Translate into Spanish this sentence from the extract on Katharine and Mells Manor: "Katharine converted to Roman Catholicism in 1923 and brought up her children in the Catholic faith."
Source extract START
Raymond was killed in action on 15 September 1916 during the Battle of the Somme. Raymond's death was shattering for Katharine. A few days after receiving the death notification, her father in law visited Katharine and recalled, "I have never seen anyone so stunned and shattered. All she wants to do is to die." Katharine never remarried, and Evelyn Waugh's biographer, Selina Hastings, commented that she "lived her life permanently in the shadow of her husband's death." Katharine converted to Roman Catholicism in 1923 and brought up her children in the Catholic faith. She arranged for a private chapel to be built in the manor house.
Her two brothers having died, Katharine inherited Mells Manor after her parents' death. She welcomed many Catholic writers and thinkers such as Evelyn Waugh, Christopher Hollis, Douglas Woodruff, Siegfried Sassoon, Hilaire Belloc, Martin D'Arcy, and Ronald Knox. Katharine first met Evelyn Waugh on a Hellenic Cruise in September 1933 and struck up a close friendship that lasted until his death. In a letter to Katharine, Waugh revealed "There is no one whose opinion I value more than yours." She became godmother to Waugh's son, Auberon, and Waugh dedicated his biography of Ronald Knox to Katharine and Lady Daphne Acton. Another prominent convert, close friend and frequent visitor to Mells was the poet Siegfried Sassoon who was received into the Roman Catholic church in 1957 and later buried in St. Andrew's churchyard.
Source extract END
Collected data START
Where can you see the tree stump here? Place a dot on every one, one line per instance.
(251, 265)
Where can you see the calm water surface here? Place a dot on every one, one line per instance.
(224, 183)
Collected data END
## Completed task
Katharine se convirtió al catolicismo romano en 1923 y crió a sus hijos en la fe católica.